- _TASK DIRECTIONS_: Would you please output only the lines from the one containing "Each instance of the woman's left" through the end of the entries below, exactly as written?

[Opening EXTRACTED MATERIAL section]

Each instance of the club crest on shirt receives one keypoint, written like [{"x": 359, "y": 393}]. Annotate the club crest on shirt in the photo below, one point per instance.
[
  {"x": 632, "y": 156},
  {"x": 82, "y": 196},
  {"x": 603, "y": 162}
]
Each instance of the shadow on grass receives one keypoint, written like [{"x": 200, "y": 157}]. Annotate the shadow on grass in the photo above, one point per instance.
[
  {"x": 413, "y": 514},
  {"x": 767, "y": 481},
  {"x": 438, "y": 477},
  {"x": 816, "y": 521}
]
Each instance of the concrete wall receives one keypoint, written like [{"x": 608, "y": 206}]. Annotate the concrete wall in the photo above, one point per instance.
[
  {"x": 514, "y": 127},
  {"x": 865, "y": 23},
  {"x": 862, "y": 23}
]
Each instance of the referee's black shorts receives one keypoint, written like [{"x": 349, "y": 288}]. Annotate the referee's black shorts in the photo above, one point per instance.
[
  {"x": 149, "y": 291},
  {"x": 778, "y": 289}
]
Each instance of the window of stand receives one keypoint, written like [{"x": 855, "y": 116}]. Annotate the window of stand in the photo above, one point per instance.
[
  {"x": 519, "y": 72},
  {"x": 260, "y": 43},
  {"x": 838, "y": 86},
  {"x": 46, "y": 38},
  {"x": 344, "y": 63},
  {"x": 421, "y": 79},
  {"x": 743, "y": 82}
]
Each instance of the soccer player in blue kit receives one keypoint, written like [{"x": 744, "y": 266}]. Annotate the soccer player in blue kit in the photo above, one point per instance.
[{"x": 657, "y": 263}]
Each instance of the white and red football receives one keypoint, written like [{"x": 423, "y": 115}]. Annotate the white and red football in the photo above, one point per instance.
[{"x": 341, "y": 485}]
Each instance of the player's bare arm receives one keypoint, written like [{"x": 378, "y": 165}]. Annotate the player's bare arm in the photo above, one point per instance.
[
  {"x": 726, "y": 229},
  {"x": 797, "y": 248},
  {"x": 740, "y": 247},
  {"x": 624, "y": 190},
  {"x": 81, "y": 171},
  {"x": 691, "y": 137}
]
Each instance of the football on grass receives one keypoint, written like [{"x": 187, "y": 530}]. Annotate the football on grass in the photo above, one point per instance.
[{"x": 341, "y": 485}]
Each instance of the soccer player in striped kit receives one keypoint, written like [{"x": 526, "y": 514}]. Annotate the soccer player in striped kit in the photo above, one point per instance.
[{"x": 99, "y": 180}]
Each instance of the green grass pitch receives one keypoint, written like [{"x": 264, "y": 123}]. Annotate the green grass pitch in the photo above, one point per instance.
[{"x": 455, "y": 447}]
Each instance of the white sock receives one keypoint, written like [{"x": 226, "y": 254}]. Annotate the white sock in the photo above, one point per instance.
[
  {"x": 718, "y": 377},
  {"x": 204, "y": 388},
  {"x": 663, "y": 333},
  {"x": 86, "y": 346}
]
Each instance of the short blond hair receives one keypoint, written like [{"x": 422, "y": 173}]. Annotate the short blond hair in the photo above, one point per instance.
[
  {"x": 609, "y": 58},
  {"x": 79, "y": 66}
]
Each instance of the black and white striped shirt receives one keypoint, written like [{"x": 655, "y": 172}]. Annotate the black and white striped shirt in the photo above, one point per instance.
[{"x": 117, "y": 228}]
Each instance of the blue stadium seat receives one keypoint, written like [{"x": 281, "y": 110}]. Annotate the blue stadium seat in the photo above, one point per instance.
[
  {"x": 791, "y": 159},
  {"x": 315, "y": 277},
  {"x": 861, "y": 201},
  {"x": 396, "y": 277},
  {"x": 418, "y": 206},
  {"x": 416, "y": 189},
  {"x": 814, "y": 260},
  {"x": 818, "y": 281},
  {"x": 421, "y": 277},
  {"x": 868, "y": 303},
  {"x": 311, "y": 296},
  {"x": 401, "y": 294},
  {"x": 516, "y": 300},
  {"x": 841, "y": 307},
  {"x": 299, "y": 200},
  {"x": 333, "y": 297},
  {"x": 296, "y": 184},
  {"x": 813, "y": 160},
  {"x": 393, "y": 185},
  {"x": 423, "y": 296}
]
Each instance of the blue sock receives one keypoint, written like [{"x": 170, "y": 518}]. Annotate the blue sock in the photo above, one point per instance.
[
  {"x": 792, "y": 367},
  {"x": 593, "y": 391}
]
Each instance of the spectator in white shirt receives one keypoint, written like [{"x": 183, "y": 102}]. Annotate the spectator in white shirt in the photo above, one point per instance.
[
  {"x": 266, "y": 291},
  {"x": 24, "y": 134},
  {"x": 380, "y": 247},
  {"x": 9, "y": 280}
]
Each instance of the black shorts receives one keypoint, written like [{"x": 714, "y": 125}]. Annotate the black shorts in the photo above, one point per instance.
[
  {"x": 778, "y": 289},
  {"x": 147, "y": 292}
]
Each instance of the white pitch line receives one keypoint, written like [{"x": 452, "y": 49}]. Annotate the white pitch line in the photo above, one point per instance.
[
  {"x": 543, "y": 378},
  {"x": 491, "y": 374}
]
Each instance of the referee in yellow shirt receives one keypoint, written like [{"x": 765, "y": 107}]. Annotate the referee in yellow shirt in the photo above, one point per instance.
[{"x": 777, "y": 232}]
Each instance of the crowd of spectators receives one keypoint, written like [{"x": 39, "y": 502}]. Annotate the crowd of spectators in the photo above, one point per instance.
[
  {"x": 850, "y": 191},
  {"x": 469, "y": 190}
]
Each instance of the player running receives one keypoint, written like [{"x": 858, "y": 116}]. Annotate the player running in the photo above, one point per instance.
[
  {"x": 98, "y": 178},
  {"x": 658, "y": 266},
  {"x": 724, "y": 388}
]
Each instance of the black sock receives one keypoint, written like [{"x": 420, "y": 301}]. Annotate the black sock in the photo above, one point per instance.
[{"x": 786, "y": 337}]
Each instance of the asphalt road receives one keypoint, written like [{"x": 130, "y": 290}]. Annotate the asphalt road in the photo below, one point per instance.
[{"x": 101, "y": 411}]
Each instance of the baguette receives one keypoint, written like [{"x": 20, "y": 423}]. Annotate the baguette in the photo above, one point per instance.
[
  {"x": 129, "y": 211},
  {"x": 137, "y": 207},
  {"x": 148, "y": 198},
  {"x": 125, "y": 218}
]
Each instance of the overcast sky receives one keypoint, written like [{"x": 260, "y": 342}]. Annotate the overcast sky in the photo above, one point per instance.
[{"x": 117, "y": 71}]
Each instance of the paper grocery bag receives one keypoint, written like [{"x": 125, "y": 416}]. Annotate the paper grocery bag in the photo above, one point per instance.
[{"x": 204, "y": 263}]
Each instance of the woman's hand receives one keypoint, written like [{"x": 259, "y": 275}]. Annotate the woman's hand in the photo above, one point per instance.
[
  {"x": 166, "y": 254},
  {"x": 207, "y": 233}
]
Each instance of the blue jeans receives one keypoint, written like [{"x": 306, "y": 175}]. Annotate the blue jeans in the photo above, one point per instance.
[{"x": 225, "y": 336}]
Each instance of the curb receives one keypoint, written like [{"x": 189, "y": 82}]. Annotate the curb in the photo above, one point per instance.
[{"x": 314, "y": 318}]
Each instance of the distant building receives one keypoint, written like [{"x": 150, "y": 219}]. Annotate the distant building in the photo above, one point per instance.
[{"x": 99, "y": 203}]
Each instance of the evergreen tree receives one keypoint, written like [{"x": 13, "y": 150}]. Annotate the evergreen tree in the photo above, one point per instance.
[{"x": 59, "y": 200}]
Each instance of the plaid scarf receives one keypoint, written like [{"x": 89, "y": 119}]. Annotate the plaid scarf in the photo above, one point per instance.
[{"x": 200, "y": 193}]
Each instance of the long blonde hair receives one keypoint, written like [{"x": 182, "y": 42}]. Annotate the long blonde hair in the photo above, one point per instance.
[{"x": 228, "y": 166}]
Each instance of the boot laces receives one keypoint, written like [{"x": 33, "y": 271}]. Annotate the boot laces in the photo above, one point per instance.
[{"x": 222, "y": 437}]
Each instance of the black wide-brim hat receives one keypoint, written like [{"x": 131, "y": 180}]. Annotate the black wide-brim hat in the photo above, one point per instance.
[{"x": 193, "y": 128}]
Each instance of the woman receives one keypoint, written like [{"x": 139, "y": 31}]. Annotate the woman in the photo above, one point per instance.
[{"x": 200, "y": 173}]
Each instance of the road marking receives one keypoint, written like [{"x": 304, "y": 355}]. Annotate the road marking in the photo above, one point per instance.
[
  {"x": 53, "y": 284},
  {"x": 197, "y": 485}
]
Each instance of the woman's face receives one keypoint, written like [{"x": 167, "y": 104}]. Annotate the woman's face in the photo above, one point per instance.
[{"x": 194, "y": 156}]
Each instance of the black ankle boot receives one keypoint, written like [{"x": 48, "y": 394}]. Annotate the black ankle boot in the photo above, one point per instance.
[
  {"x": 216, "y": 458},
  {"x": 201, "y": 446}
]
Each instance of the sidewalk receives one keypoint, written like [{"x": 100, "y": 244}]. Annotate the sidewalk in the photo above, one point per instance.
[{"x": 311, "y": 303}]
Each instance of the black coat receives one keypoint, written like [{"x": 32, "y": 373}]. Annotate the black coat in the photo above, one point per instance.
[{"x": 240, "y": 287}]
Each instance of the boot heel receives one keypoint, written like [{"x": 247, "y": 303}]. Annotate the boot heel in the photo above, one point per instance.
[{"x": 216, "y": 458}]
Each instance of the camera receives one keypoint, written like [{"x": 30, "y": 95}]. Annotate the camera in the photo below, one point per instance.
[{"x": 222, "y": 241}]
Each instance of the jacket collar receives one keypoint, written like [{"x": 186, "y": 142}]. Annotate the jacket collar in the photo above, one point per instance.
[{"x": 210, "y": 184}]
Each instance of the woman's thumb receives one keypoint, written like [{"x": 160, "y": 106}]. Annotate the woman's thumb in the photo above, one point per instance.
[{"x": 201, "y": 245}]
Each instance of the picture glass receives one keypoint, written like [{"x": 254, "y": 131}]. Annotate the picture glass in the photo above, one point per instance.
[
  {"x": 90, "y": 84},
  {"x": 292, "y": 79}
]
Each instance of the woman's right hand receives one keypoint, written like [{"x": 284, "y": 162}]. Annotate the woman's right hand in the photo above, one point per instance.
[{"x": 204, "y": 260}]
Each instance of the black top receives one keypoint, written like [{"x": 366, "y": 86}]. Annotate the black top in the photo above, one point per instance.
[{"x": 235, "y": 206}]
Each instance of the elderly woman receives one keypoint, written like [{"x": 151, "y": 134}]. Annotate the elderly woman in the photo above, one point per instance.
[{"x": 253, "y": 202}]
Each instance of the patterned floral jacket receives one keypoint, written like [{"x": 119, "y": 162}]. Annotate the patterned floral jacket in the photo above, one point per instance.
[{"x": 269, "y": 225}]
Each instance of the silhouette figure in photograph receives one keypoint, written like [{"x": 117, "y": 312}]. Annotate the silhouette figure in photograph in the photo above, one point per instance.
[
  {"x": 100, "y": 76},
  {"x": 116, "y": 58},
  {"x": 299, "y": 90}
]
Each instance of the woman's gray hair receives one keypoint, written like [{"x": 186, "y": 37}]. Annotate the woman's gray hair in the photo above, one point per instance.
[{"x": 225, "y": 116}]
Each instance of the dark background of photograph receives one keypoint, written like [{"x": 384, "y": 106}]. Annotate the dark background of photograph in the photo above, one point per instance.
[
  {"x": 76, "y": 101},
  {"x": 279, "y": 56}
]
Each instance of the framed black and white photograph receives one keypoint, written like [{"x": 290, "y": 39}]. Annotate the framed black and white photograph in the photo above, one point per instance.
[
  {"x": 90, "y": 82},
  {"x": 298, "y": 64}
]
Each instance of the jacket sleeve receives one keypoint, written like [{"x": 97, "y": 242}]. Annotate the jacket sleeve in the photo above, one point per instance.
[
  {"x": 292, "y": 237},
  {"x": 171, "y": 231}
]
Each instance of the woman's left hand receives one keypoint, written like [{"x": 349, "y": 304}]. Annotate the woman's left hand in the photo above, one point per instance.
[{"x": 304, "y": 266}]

[Closing EXTRACTED MATERIAL section]

- _REPLY_:
Each instance of the woman's left hand receives one keypoint, written like [{"x": 349, "y": 304}]. Annotate the woman's left hand in the photo above, one point per instance.
[{"x": 304, "y": 266}]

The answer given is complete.